» **Task objective**
Find "of the ivy-covered" in the data, then restate the line it sits in and every later line word for word, ending with the last line.
** Start **
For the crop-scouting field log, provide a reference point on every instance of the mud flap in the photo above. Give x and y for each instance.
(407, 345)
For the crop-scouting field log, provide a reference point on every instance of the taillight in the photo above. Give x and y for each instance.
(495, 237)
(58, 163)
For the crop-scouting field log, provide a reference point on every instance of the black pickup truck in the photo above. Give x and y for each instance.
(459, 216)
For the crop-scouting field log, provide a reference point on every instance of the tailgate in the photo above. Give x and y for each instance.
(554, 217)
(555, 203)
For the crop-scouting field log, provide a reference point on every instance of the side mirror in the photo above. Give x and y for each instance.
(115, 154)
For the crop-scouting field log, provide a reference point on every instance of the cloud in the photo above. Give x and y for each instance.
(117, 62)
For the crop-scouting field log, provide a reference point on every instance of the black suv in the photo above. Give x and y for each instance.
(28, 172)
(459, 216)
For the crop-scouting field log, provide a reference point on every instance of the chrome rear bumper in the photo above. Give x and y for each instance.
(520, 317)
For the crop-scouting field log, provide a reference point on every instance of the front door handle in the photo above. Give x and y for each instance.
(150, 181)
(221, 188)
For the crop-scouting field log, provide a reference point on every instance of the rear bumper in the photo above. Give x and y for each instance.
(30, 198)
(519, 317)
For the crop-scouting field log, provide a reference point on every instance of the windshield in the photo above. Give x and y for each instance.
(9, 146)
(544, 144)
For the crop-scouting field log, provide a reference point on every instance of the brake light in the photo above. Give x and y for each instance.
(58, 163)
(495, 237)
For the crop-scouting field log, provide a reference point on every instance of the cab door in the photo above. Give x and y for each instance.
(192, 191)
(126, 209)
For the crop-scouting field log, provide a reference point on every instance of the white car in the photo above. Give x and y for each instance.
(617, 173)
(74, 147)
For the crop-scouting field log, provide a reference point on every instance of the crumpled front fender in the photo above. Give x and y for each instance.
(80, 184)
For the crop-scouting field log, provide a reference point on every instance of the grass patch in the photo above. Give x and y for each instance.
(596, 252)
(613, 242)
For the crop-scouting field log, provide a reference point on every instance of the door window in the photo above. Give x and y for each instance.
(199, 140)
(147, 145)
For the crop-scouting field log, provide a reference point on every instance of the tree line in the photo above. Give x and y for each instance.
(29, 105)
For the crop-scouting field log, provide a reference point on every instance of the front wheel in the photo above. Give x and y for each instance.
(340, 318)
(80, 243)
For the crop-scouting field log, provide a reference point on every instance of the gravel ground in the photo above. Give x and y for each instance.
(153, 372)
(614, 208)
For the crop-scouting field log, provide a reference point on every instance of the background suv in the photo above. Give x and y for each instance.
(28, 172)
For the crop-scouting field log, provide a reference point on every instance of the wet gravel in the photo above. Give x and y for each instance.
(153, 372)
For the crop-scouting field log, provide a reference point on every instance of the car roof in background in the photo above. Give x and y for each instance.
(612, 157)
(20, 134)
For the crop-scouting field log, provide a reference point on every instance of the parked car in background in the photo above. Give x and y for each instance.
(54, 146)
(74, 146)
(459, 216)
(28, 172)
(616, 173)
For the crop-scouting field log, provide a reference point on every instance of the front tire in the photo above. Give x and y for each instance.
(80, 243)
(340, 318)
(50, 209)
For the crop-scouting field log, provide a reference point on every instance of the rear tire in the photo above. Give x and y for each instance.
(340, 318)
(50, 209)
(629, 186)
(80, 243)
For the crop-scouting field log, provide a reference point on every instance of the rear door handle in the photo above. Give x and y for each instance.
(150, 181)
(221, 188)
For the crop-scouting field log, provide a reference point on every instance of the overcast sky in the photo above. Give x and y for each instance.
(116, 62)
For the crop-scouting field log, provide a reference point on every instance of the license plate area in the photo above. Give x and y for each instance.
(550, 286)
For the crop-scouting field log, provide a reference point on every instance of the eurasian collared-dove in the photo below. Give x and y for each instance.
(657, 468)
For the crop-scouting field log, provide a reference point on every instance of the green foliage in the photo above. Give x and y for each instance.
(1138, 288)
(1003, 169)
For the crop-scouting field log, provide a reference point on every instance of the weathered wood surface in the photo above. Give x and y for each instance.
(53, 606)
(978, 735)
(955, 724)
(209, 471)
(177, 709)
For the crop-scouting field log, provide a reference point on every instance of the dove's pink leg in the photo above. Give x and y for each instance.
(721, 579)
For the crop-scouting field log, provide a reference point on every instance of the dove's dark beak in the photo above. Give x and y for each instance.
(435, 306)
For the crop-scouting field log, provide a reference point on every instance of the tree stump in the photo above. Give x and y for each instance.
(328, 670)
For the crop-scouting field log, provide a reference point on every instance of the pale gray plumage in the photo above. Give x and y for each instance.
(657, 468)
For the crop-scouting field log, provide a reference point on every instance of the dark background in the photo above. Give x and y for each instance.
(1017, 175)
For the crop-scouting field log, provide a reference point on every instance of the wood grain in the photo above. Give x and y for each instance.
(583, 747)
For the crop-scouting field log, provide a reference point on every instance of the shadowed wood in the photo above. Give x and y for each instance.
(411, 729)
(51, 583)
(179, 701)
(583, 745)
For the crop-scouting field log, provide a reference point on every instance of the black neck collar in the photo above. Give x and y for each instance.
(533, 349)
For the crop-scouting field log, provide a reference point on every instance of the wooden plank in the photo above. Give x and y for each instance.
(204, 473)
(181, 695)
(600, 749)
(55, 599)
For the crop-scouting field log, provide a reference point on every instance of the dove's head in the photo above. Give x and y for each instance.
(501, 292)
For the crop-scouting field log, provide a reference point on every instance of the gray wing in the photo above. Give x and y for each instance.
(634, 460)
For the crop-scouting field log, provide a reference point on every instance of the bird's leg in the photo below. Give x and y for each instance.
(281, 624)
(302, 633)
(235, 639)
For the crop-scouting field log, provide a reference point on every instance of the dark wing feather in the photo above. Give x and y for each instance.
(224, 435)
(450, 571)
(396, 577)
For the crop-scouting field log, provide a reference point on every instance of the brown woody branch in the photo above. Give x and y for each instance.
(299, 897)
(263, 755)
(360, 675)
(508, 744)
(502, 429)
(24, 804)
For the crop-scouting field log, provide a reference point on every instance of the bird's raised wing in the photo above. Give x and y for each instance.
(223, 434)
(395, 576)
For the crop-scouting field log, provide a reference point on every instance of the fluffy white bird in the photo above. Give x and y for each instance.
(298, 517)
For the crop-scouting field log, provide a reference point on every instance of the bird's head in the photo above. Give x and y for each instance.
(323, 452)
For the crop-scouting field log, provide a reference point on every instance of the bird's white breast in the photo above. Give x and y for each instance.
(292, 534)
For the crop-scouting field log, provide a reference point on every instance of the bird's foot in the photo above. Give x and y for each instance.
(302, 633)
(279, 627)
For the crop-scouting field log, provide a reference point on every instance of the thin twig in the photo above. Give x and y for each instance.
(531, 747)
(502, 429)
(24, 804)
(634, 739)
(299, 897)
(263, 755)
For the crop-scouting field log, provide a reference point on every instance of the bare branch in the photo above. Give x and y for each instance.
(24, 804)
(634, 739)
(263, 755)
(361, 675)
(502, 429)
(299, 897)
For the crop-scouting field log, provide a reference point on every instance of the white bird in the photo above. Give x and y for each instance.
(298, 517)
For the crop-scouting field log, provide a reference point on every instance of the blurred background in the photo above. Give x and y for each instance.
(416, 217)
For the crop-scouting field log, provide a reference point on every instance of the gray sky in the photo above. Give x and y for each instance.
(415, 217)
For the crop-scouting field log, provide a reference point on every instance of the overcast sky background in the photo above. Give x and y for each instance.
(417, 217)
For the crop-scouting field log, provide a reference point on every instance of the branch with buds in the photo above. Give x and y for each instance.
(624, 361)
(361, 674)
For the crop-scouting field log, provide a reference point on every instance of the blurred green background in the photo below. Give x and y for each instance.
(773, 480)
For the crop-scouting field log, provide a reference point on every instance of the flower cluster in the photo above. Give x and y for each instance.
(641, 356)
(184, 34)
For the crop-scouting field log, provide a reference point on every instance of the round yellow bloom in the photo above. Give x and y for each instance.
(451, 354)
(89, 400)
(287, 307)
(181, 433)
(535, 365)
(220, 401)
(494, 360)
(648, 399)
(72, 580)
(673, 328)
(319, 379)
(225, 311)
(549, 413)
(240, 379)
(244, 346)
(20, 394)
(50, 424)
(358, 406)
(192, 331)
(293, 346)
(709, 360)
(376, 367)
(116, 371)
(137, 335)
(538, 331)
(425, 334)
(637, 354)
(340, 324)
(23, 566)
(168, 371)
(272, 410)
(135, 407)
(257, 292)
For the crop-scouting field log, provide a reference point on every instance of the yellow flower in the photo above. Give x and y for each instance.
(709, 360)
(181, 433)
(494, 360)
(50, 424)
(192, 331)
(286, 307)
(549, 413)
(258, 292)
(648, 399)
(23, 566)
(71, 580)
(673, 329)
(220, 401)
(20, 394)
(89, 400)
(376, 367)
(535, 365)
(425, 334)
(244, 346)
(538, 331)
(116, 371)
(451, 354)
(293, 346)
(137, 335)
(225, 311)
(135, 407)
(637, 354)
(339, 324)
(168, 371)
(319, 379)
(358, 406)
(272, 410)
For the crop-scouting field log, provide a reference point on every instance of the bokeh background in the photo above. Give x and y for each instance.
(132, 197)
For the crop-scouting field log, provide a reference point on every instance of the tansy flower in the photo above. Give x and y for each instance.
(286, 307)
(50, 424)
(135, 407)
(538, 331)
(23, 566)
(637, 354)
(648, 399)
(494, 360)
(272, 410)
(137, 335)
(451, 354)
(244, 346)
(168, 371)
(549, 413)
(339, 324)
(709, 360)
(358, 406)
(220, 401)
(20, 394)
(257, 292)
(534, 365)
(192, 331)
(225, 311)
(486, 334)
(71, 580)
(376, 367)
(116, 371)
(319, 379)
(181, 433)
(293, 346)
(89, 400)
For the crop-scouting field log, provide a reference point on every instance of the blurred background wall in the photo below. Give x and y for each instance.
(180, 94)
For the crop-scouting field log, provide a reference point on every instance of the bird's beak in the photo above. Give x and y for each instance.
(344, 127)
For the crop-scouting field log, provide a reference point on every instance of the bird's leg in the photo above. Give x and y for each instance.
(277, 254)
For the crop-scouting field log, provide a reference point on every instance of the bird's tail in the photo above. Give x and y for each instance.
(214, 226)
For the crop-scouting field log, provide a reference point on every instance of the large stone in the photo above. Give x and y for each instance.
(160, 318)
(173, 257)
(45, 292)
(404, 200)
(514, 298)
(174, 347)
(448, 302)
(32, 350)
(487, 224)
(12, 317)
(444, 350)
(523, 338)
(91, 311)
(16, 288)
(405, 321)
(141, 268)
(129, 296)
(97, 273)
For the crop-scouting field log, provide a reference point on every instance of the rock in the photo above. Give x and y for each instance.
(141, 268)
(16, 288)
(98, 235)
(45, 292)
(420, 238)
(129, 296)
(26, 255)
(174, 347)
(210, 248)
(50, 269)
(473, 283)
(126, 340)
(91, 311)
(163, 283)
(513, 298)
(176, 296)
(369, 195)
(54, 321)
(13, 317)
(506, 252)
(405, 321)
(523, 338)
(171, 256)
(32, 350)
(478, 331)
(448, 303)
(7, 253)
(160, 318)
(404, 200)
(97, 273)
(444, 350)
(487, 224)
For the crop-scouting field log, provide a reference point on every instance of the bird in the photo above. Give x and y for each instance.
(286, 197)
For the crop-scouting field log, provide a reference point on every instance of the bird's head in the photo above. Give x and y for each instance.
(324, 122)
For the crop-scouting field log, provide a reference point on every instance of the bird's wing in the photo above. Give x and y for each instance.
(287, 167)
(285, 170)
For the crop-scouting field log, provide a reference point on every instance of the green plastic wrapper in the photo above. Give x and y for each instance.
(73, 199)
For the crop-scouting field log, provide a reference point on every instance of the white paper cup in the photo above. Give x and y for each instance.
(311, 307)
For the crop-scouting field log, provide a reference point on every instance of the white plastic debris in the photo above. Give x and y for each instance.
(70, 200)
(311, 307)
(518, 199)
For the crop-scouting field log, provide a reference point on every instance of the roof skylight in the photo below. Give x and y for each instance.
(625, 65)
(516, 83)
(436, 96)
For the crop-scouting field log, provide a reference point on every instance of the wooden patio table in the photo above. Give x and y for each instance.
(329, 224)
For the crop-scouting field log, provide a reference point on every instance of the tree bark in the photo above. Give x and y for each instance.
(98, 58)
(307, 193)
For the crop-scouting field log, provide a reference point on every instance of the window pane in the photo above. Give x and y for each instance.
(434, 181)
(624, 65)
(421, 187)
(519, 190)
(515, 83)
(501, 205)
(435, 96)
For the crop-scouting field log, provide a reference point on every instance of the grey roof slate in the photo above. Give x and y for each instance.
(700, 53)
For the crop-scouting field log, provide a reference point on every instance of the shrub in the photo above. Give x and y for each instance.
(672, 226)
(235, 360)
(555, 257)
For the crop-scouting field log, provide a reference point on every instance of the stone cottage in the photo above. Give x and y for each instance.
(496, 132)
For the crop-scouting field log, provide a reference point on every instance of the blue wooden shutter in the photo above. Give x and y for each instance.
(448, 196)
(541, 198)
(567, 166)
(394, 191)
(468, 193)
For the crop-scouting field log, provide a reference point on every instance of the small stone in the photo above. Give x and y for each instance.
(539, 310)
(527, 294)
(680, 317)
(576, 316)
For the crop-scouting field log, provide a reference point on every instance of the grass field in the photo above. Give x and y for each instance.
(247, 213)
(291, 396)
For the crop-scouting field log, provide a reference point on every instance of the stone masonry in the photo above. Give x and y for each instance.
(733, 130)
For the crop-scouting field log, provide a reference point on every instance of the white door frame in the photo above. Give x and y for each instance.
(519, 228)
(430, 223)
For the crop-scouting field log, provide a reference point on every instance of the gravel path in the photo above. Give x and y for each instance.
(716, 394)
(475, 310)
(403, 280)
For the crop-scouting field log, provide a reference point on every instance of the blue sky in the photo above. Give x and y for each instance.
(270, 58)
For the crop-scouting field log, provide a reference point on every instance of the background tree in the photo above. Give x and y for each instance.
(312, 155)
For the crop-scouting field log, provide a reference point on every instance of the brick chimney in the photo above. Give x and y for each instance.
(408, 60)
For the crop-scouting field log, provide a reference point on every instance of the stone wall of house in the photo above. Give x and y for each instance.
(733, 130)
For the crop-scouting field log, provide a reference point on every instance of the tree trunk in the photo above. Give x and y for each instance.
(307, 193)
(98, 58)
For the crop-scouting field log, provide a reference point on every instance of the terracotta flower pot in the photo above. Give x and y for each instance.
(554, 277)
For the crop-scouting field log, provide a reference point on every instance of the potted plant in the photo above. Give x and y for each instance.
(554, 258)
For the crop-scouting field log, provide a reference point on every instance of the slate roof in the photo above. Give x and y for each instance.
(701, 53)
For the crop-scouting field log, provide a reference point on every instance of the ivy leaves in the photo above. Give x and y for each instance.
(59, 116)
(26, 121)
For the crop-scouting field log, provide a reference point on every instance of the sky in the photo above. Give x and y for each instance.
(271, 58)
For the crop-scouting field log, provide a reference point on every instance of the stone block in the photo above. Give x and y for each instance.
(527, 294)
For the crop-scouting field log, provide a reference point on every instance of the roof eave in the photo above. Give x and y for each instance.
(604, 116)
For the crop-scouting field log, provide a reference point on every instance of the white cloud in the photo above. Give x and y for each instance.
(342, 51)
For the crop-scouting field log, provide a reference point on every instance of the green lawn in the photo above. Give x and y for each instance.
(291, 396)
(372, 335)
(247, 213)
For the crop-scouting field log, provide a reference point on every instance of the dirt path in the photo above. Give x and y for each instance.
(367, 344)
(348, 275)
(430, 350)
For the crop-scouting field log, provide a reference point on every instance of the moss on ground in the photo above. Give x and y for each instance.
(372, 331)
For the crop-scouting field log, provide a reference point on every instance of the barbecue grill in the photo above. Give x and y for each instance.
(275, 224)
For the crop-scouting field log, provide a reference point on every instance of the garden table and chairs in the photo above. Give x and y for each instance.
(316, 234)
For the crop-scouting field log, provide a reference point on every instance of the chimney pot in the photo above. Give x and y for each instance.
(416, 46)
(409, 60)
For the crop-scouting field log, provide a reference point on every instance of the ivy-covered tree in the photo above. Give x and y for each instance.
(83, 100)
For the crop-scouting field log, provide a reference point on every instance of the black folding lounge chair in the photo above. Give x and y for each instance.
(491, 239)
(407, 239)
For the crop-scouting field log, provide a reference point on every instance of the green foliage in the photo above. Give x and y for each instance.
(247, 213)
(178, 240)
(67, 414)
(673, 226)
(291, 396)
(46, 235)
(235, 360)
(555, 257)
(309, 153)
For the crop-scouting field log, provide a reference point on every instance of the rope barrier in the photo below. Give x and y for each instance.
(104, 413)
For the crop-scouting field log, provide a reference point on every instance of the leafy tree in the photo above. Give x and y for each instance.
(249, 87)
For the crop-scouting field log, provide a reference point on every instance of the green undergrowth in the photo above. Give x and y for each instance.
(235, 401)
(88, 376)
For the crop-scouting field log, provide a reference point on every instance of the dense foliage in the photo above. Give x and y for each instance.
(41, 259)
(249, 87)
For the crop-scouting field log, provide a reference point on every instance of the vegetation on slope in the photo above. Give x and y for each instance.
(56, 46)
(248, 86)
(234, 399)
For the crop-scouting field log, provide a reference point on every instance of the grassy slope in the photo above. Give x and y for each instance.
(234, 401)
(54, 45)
** End **
» **Result of the exercise**
For the crop-scouting field log, provide a reference point on every instance of the ivy-covered tree in the photo above. Give x and y for each instance.
(83, 100)
For the crop-scouting field log, provide a reference point on every instance of the black folding lounge chair in the photo above. Give x and y for each instance.
(491, 239)
(407, 239)
For the crop-scouting field log, provide a reference point on every instance of the green foliage in the photo above. Give x and y for each instance.
(247, 213)
(178, 240)
(67, 414)
(673, 226)
(291, 396)
(46, 235)
(235, 360)
(555, 257)
(309, 153)
For the crop-scouting field log, provide a reference point on every instance of the rope barrier in the photo below. Give x and y for each instance.
(104, 413)
For the crop-scouting field log, provide a reference point on every instance of the leafy tree in the photo above. Give x and y for each instance.
(249, 87)
For the crop-scouting field log, provide a reference point on every instance of the green undergrowth in the photo above. Give x and y for each instance.
(235, 401)
(88, 376)
For the crop-scouting field log, provide a reference point on every instance of the dense foliage in the photo above. Give x and y for each instance.
(41, 259)
(249, 87)
For the crop-scouting field log, provide a reference point on every instance of the vegetation on slope in the photo above. Give x and y for each instance.
(56, 46)
(248, 86)
(234, 399)
For the crop-scouting field log, provide a reference point on every instance of the grassy slope in the photo above. Give x and y for each instance.
(234, 401)
(54, 45)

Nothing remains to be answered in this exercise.